Work order » Go through the entries below and print each one exactly.

Saved entries »
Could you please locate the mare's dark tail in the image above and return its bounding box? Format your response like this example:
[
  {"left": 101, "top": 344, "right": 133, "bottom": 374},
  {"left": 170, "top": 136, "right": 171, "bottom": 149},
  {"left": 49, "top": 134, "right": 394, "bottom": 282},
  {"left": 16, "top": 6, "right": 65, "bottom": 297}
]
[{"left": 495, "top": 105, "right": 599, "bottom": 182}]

Written response »
Could you please locate the mare's dark tail in the image above and return its bounding box? Format your response like this example:
[
  {"left": 101, "top": 344, "right": 133, "bottom": 374},
  {"left": 170, "top": 136, "right": 171, "bottom": 149},
  {"left": 49, "top": 134, "right": 394, "bottom": 282},
  {"left": 16, "top": 6, "right": 65, "bottom": 297}
]
[{"left": 495, "top": 105, "right": 599, "bottom": 182}]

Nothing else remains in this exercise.